WORK ORDER:
In the entries below, find every line with the string "integer" and copy it.
^^^^
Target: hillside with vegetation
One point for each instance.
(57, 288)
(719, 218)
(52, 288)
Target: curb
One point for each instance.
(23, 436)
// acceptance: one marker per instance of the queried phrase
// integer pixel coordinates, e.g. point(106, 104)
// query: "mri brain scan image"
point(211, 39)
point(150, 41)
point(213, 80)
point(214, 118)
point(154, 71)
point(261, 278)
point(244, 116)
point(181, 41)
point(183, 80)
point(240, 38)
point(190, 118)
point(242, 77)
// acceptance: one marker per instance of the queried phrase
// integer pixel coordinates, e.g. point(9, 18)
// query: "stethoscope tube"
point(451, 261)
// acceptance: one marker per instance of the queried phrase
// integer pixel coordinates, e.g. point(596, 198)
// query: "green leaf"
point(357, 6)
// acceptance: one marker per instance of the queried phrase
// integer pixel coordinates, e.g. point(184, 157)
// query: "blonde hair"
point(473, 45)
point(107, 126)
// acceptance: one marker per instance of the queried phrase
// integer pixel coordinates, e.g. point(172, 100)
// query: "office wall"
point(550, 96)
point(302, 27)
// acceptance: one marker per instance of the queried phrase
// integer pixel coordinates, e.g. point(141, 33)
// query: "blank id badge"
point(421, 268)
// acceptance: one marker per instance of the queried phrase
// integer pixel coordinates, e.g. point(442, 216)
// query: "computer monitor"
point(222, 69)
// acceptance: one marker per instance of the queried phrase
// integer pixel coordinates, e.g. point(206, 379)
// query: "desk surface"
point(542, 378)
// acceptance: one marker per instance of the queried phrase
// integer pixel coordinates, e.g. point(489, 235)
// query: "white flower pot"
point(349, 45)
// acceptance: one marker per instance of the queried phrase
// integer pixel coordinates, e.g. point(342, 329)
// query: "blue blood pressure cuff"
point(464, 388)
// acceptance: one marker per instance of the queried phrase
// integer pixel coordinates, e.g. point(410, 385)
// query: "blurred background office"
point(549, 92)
^^^^
WRITTEN ANSWER:
// integer pixel coordinates, e.g. point(106, 104)
// integer pixel coordinates, e.g. point(9, 18)
// integer pixel coordinates, e.g. point(596, 198)
// integer pixel coordinates, e.g. point(184, 157)
// integer pixel coordinates, e.g. point(172, 100)
// integer pixel coordinates, e.g. point(141, 33)
// integer pixel coordinates, e.g. point(442, 216)
// integer pixel coordinates, e.g. point(206, 379)
// integer pixel coordinates, e.g. point(489, 235)
// integer pixel coordinates, e.g. point(342, 329)
// integer pixel coordinates, e.g. point(410, 385)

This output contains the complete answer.